Source records:
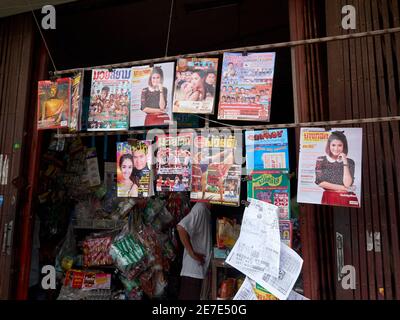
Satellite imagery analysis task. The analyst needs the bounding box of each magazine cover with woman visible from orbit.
[117,139,151,198]
[130,62,175,127]
[297,128,362,208]
[156,133,193,192]
[87,68,131,131]
[218,52,275,121]
[190,134,242,206]
[173,58,218,114]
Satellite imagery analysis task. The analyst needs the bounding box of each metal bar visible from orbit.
[356,0,370,300]
[54,27,400,75]
[54,116,400,138]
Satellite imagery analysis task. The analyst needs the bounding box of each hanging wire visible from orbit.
[165,0,174,57]
[25,0,57,72]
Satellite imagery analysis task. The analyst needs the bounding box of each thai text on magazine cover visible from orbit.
[247,170,290,219]
[218,52,275,121]
[130,62,175,127]
[69,71,84,132]
[173,58,218,114]
[87,68,131,131]
[246,129,289,174]
[156,133,193,191]
[37,78,71,130]
[297,128,362,208]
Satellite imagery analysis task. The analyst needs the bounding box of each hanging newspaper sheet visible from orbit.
[226,199,281,279]
[174,58,218,114]
[87,69,131,131]
[218,52,275,121]
[190,133,242,206]
[156,133,193,191]
[297,128,362,208]
[130,62,175,127]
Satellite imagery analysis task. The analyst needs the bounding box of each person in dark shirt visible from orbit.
[315,131,359,208]
[141,67,170,126]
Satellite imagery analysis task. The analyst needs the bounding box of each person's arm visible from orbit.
[176,224,205,264]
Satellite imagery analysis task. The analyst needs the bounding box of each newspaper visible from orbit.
[240,243,303,300]
[226,199,280,279]
[233,277,257,300]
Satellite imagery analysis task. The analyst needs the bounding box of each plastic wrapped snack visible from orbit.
[110,234,146,272]
[83,236,113,267]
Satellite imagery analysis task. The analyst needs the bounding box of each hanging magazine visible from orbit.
[130,62,175,127]
[117,140,152,198]
[246,129,289,174]
[156,133,193,192]
[297,128,362,208]
[37,78,71,130]
[88,69,131,131]
[190,134,242,206]
[218,52,275,121]
[247,170,290,219]
[128,139,152,197]
[173,58,218,114]
[69,71,84,131]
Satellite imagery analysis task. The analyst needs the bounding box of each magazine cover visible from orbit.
[245,129,289,174]
[69,71,84,132]
[173,58,218,114]
[130,62,175,127]
[190,134,242,206]
[155,133,193,192]
[38,78,71,130]
[279,220,293,248]
[104,162,118,190]
[218,52,275,121]
[87,68,131,131]
[117,142,134,198]
[297,128,362,208]
[128,139,152,198]
[247,170,290,219]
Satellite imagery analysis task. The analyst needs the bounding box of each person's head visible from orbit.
[205,72,215,86]
[119,154,133,180]
[325,131,349,159]
[101,87,110,99]
[191,71,204,89]
[149,67,164,87]
[133,142,148,170]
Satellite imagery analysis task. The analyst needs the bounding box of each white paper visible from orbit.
[287,290,310,300]
[247,243,303,300]
[233,277,257,300]
[226,199,281,279]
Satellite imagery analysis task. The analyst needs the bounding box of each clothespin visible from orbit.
[241,200,250,208]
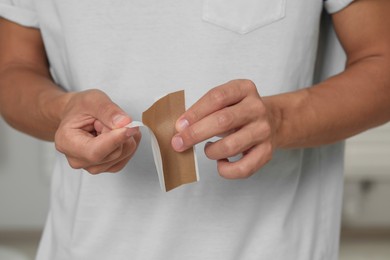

Aim of the exercise | Format every line of the records above as a JSON list of strings, one string per line, with blank lines omitted. Leave the pictures out.

Output |
[
  "Satellite imagery analysis task. The analyst needs the bounding box of each magazine cover with woman visible from orbit.",
  "[117,139,151,198]",
  "[130,62,175,127]",
  "[297,128,362,208]",
  "[156,133,193,192]",
  "[87,68,131,131]",
  "[218,52,275,121]",
  "[190,134,242,206]",
  "[173,58,218,114]",
  "Satellite imagery analysis task. The analyst needs the bounding box of each metal bar visible from orbit.",
  "[356,0,370,300]",
  "[54,27,400,75]",
  "[54,116,400,138]",
  "Satellite imagery analysis task. The analyst needs the bounding box of each hanging wire visible from orbit.",
  "[165,0,174,57]",
  "[25,0,57,72]",
  "Satellite imagery analysis task. The analyst needs the bounding box of each thai text on magazine cover visible from orbit.",
  "[247,170,290,219]",
  "[218,52,275,121]",
  "[130,62,175,127]",
  "[69,71,84,132]",
  "[173,58,218,114]",
  "[87,68,131,131]",
  "[246,129,289,174]",
  "[156,133,193,191]",
  "[37,78,71,130]",
  "[297,128,362,208]",
  "Satellite imagery analysis task. The analyst needs the bounding box of each hanging newspaper sheet visible from orbit.",
  "[226,199,281,279]",
  "[174,58,218,114]",
  "[87,69,131,131]",
  "[218,52,275,121]",
  "[190,133,242,206]",
  "[156,133,193,191]",
  "[297,128,362,208]",
  "[130,62,175,127]",
  "Satellite imagery analysis task. The analyst needs the bounding box of each person in dark shirt visible from orbit.",
  "[315,131,359,208]",
  "[141,67,170,126]",
  "Satellite imagery analysis task. The analyst needs the bounding box of each person's arm visible from orbit.",
  "[176,224,205,264]",
  "Satellite imagery analysis task. The analyst needs the bounding box of each newspaper visible from orbit.",
  "[240,243,303,300]",
  "[226,199,280,279]",
  "[233,277,257,300]",
  "Satellite imagery analysis task. The analyst needs the bounding box of each plastic wrapped snack visible from orbit.",
  "[110,234,146,272]",
  "[83,236,113,267]",
  "Satellite imagery analysis task. The analyst needs the bounding box of each hanging magazine visible from orbit.",
  "[130,62,175,127]",
  "[117,140,152,198]",
  "[246,129,289,174]",
  "[156,133,193,192]",
  "[297,128,362,208]",
  "[37,78,71,130]",
  "[88,69,131,131]",
  "[190,134,242,206]",
  "[218,52,275,121]",
  "[247,170,290,219]",
  "[128,139,152,197]",
  "[173,58,218,114]",
  "[69,71,84,131]",
  "Satellite imagery analysis task. The analyst needs the bounding box of each magazine cover visible from orbit.",
  "[245,129,289,174]",
  "[69,71,84,132]",
  "[173,58,218,114]",
  "[130,62,175,127]",
  "[190,134,242,206]",
  "[155,133,193,192]",
  "[38,78,71,130]",
  "[279,220,293,248]",
  "[104,162,118,190]",
  "[218,52,275,121]",
  "[87,68,131,131]",
  "[117,142,134,198]",
  "[297,128,362,208]",
  "[128,139,152,198]",
  "[247,170,290,219]",
  "Satellite imagery analysis task. The analyst needs the bounding box of each person's head visible from orbit.",
  "[205,72,215,86]",
  "[119,154,133,180]",
  "[325,131,349,159]",
  "[101,87,110,99]",
  "[191,71,204,89]",
  "[149,67,164,87]",
  "[133,142,148,170]",
  "Satellite imagery analysis task. The analyst needs the bounding box of each white paper visible from orbit.",
  "[287,290,310,300]",
  "[247,243,303,300]",
  "[233,277,257,300]",
  "[226,199,281,279]",
  "Satellite imagery analysis task. The analyst needs the bounding box of each clothespin visible from orbit.",
  "[241,200,250,208]"
]